== Short exercise A ==
Collect every line of the records that contains the word "grass", where case counts.

== Text section ==
<<<<
ITEM 1.  IDENTITY OF ISSUER

               (a)            The name of the issuer is The Estee Lauder
                              Companies Inc. (the "Issuer").

               (b)            The address of the Issuer's principal executive
                              office is 767 Fifth Avenue, New York, New York
                              10153.


ITEM 2.  IDENTITY OF PERSON FILING

               (a)            - (c) This report is being filed by William P.
                              Lauder with a business address of 767 Fifth
                              Avenue, New York, New York 10153 (the "Reporting
                              Person"). The Reporting Person is a citizen of the
                              United States of America.

               (d)            - (e) This report covers the Issuer's Class A
                              Common Stock, par value $.01 per share (the "Class
                              A Common Stock"). The CUSIP number of the Class A
                              Common Stock is 518439 10 4.

ITEM 3.

               Not            Applicable.
>>>>
== Provided records ==
<<<<
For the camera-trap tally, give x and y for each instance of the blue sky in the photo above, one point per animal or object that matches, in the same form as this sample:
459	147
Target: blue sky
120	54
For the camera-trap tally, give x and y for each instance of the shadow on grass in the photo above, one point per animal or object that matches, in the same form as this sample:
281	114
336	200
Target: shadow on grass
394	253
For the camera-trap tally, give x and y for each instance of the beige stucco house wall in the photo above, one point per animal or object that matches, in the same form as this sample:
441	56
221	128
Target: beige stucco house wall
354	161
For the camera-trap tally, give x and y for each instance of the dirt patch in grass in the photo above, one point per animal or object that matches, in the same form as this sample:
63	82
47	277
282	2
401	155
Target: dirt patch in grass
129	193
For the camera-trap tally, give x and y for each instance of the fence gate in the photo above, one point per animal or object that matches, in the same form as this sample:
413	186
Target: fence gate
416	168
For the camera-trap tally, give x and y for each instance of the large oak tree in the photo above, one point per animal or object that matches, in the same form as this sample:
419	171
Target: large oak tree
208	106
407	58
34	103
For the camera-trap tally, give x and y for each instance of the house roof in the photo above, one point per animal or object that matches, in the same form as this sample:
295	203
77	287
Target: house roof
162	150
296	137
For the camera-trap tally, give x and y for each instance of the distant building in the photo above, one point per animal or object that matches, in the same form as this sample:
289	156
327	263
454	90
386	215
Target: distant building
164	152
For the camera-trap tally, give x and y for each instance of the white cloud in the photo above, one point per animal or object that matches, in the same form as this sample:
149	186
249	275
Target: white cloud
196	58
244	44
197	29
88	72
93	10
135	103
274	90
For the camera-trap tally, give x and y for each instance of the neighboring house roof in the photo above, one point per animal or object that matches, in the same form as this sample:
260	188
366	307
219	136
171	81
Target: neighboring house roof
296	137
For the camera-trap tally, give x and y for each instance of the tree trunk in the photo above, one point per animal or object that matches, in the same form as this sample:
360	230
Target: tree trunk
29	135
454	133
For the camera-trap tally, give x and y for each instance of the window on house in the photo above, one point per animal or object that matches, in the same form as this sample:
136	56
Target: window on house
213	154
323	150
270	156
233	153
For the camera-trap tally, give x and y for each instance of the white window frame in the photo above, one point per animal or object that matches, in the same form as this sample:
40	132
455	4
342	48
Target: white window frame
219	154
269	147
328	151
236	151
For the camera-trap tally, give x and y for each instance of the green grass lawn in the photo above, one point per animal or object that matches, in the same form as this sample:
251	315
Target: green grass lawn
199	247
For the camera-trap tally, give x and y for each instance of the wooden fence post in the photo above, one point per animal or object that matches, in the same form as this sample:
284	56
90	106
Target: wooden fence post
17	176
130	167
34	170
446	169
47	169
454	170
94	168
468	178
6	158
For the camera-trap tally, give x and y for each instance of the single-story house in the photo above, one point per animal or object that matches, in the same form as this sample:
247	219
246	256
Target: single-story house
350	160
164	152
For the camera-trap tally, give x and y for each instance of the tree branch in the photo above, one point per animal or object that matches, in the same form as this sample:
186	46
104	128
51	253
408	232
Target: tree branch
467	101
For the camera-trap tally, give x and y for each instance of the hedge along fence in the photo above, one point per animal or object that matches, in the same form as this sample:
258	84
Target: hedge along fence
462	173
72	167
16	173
>>>>
<<<<
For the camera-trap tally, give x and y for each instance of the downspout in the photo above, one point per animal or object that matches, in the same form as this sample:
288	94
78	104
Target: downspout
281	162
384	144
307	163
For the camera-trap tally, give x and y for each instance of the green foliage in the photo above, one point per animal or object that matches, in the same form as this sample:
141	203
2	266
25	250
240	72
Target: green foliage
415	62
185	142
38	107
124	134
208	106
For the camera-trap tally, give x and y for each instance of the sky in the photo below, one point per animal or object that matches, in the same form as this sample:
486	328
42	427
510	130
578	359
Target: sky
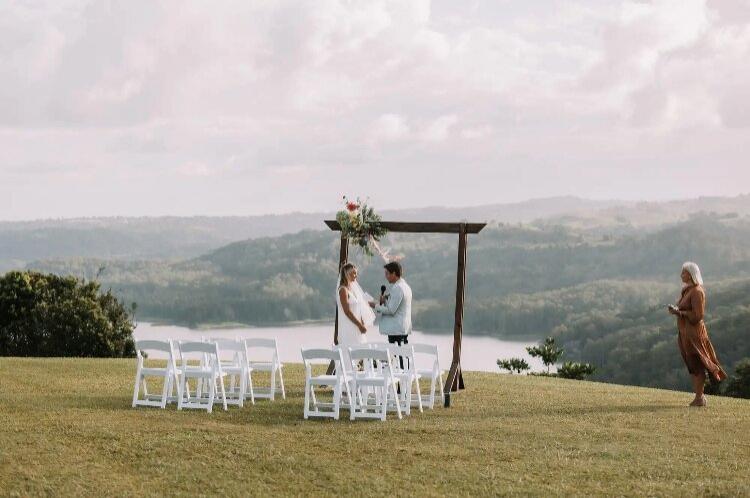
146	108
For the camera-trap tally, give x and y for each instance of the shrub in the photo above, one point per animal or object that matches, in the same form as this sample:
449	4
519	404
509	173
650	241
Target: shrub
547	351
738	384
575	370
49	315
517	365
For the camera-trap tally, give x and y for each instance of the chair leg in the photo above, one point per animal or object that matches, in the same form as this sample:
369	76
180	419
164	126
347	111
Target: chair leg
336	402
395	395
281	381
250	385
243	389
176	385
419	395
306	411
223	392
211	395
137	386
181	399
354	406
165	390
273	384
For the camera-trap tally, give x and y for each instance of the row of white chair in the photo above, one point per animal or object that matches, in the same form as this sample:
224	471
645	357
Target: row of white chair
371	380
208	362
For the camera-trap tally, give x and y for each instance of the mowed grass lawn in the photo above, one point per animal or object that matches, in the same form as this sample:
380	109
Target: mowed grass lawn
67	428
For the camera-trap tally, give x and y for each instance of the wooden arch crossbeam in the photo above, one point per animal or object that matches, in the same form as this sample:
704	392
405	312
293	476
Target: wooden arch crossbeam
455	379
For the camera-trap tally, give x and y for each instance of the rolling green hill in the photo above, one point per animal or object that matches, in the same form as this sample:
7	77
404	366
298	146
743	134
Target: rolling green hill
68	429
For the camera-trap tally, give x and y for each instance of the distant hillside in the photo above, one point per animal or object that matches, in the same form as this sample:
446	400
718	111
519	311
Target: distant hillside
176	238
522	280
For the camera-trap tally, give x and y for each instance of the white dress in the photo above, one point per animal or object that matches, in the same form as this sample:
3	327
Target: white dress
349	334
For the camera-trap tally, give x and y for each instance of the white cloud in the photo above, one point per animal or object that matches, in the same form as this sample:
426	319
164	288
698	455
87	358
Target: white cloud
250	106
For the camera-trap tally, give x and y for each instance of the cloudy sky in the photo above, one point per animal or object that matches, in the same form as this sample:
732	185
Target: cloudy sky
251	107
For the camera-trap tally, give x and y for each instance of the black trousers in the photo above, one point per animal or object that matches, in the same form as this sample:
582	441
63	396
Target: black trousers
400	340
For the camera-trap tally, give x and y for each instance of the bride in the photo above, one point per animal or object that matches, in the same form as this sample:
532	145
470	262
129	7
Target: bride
>>>>
<<<<
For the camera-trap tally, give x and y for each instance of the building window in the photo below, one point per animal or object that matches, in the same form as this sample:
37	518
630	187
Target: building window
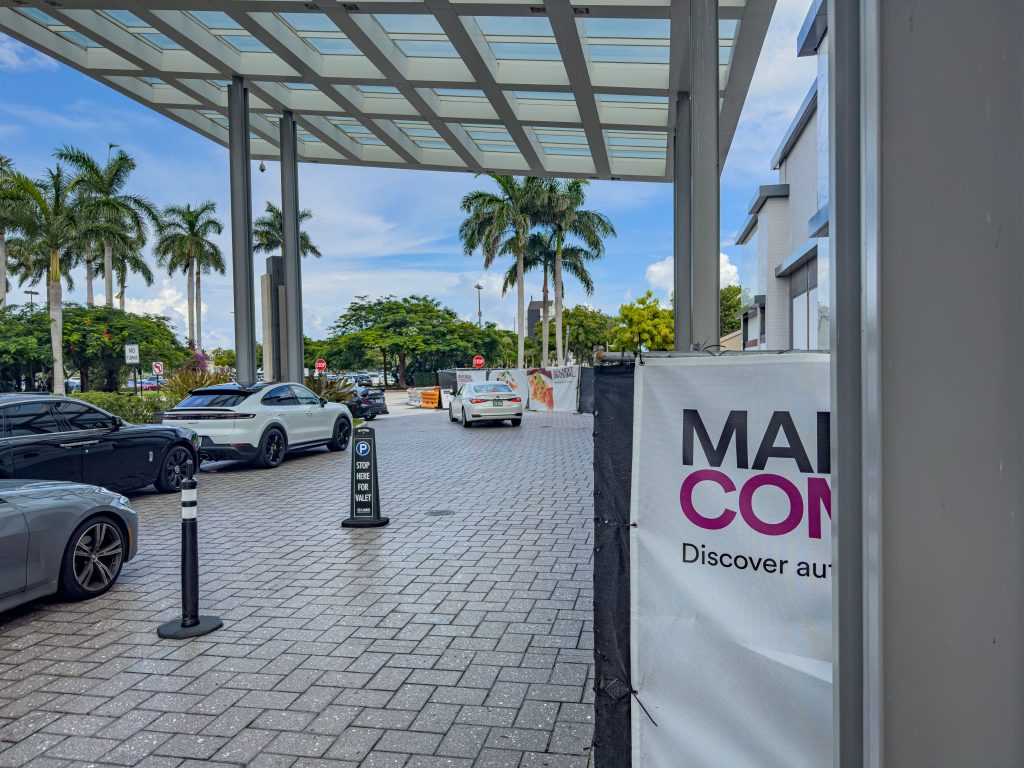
>>>>
== Short exercise B ==
Rename "citizen" as "national" in the part of the filing that begins at the words "Lauder with a" and stops after "States of America.", and write that part out again.

== Correct output A ==
For the camera-trap tally, give x and y for each instance of the shadow on grass in the photo above, one point per animal or object that matches, in the same form as this sample:
Target: shadow on grass
For the camera-trap tally, give x and y for each instance of the dirt patch in grass in the photo above, one point per animal or object that matches, in the same form as this sample:
Target: dirt patch in grass
For the camera-trap tally, give x and y for each instance of the green grass lawn in the photo above, one point per animal or object that matches, in the same form as this sample:
Target: green grass lawn
For the camera-trap tally, give x and y for each instance of the mowed grass lawn in the photo above, one point per animal or object that matches, in the same form as this sample:
Target: mowed grass lawn

== Correct output B ==
Lauder with a business address of 767 Fifth
                              Avenue, New York, New York 10153 (the "Reporting
                              Person"). The Reporting Person is a national of the
                              United States of America.